PROBLEM REQUIREMENTS — Can you copy the records below word for word, leaving out the pictures?

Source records
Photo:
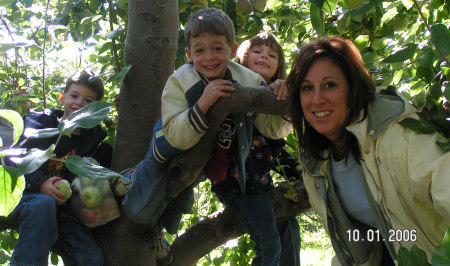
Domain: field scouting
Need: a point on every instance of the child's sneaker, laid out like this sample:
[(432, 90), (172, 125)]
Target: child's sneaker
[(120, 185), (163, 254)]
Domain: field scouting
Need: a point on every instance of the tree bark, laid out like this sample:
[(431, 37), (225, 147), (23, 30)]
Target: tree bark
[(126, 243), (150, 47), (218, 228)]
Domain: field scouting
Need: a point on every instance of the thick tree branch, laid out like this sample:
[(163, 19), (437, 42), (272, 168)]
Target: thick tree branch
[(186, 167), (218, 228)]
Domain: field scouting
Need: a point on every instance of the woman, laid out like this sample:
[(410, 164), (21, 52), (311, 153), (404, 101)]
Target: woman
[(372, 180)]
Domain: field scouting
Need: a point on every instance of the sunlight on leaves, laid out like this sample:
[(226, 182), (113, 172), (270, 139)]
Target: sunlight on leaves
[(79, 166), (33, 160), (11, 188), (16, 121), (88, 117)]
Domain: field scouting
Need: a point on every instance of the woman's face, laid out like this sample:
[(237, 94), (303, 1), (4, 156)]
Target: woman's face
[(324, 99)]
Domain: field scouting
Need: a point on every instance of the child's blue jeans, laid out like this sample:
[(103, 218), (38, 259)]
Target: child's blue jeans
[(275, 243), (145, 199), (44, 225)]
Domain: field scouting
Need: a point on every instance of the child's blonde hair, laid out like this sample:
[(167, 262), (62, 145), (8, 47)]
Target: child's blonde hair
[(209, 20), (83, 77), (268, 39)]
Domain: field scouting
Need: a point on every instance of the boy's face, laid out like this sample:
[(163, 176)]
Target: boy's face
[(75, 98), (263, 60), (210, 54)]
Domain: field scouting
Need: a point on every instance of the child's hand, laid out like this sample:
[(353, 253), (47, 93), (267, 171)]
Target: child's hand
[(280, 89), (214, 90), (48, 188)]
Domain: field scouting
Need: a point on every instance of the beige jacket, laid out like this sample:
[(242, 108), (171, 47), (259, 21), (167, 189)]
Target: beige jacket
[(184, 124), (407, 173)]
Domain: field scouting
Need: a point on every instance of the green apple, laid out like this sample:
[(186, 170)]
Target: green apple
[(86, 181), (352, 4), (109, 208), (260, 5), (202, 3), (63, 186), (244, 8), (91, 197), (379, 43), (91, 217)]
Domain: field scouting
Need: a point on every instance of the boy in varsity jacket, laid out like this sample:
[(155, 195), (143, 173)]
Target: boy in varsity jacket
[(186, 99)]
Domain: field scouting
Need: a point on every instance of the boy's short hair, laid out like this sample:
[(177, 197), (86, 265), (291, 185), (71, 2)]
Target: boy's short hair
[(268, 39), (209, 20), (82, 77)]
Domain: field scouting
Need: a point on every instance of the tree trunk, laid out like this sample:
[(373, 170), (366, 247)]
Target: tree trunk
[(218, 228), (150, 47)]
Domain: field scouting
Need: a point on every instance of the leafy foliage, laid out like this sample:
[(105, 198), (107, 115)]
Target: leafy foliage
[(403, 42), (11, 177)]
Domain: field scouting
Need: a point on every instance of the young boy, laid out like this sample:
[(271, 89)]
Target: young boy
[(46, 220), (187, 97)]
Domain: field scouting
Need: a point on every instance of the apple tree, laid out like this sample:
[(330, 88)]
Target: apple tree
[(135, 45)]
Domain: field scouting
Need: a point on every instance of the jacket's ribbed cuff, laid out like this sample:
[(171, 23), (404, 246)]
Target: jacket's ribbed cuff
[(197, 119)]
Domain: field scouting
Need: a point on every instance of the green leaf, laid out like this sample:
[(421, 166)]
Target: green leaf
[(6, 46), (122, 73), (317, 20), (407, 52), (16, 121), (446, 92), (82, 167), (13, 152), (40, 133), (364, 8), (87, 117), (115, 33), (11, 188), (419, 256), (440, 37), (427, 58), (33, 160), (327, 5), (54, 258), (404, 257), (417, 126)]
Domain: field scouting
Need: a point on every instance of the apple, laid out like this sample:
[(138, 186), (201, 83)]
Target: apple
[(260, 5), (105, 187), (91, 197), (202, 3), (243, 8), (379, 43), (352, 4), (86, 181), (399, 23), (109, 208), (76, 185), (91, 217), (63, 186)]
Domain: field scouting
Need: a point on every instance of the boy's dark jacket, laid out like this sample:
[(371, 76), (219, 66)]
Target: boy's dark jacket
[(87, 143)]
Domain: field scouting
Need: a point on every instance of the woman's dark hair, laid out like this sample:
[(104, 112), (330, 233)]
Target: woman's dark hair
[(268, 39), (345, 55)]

FINAL RESULT —
Photo:
Domain: field scouting
Need: a point on every instance of the child's sneaker, laid out like this sample:
[(432, 90), (172, 125)]
Target: child's sneaker
[(120, 185), (163, 254)]
Domain: field scouting
Need: a point on every instance of the tree bark, laid out like this sample:
[(431, 37), (225, 147), (23, 30)]
Target: tree bark
[(126, 243), (150, 47), (218, 228)]
Domain: field scouting
Need: a point on every instance of the thick tree branch, laid out like this sample:
[(163, 19), (437, 42), (272, 168)]
Target: thick tree branch
[(186, 167), (218, 228)]
Domain: field scouting
Need: a point on every instance of the woman, laid out like this sample:
[(410, 164), (21, 52), (311, 153), (404, 101)]
Target: woman
[(372, 180)]
Domain: field scouting
Need: a point on every instance of the sunlight on leaves, laid out like this sample:
[(226, 182), (113, 172), (270, 139)]
Target: sunlight on leaves
[(79, 166), (33, 160), (11, 188), (16, 121), (88, 117)]
Domain: field scouting
Need: a point on every instance of the woman's face, laid out like this sample:
[(237, 94), (303, 1), (4, 156)]
Target: woman's face
[(324, 99)]
Domain: field scouting
Need: a point on every instance of the child's blue jeans, laid out like this sample:
[(103, 218), (38, 259)]
Target: child's blue jeans
[(275, 243), (145, 199), (44, 225)]
Domain: field scouting
Need: a point on every instance of the child's blonde hair, laid out like this sample:
[(167, 262), (62, 145), (8, 47)]
Target: child's blonde hair
[(209, 20), (83, 77), (268, 39)]
Domain: field scouting
Need: a point on every instance of the boy's face, laid out like this sample:
[(163, 176)]
Target: boy's face
[(75, 98), (263, 60), (210, 54)]
Domain: field scouting
Need: a point on every instance of the child's hand, laid out like this sample:
[(353, 253), (47, 93), (267, 171)]
Target: child's hand
[(280, 89), (214, 90), (48, 188)]
Domain: field scouting
Need: a point on every instance of the beige jacket, laid out like this sample:
[(242, 108), (171, 47), (259, 21), (167, 189)]
Target: beige jacket
[(184, 124), (407, 173)]
Domain: field scouting
Need: a point on every instance of the green apple, laid out like this sample:
[(186, 170)]
Target: green apple
[(86, 181), (352, 4), (109, 208), (260, 5), (202, 3), (63, 186), (244, 8), (91, 197), (379, 43), (91, 217)]
Domain: field scouting
Need: a point on every instance of the boy in varsity jacket, laid out like this sample:
[(155, 195), (143, 173)]
Target: boy in varsity jacket
[(186, 99)]
Domain: field scouting
Need: a point on every instance of the boy's short hair, laid out like this sample:
[(177, 197), (86, 265), (291, 185), (71, 2)]
Target: boy's short hair
[(268, 39), (209, 20), (82, 77)]
Domain: field scouting
Need: a point on every instance of the tree trunk, laid out like this sample:
[(373, 170), (366, 247)]
Target: tree trunk
[(218, 228), (150, 47)]
Domain: field scouting
Need: a point on every instance of the leafy foliage, laid out like this sample:
[(105, 198), (107, 115)]
Target: leafy foliage
[(403, 42), (11, 177)]
Domain: field scouting
Need: a point on every instance of the young boy, laid out like this sample:
[(271, 89)]
Target: young boy
[(46, 220), (187, 97)]
Domain: field scouting
Need: a point on every instance of the apple tree, laid out like this sample:
[(330, 88)]
Target: apple tree
[(135, 45)]
Domain: field scouting
Need: a point on every instance of the jacket's ribbed cuff, laid out like this sample:
[(171, 23), (404, 246)]
Target: jacket's ribbed cuff
[(197, 119)]
Domain: field scouting
Need: a point on every instance of the green leaf, laid out like this sample:
[(421, 166)]
Target: green leaf
[(6, 46), (122, 73), (317, 20), (407, 52), (16, 121), (446, 92), (82, 167), (13, 152), (40, 133), (364, 8), (87, 117), (115, 33), (11, 188), (419, 256), (440, 37), (427, 58), (33, 160), (327, 5), (54, 258), (404, 257), (417, 126)]
Domain: field scouting
Need: a point on every instance of the apple, laid out like this sample:
[(138, 186), (201, 83)]
Target: apple
[(260, 5), (105, 187), (91, 197), (202, 3), (243, 8), (379, 43), (352, 4), (86, 181), (399, 23), (109, 208), (76, 185), (91, 217), (63, 186)]
Domain: field scouting
Need: a point on every instance of the boy's dark jacket, laid out like this sample:
[(371, 76), (219, 66)]
Target: boy's dark jacket
[(87, 143)]
Domain: field scouting
Need: a point on every instance of the woman's dark hair, laid out like this sample:
[(104, 112), (330, 233)]
Target: woman's dark hair
[(268, 39), (345, 55)]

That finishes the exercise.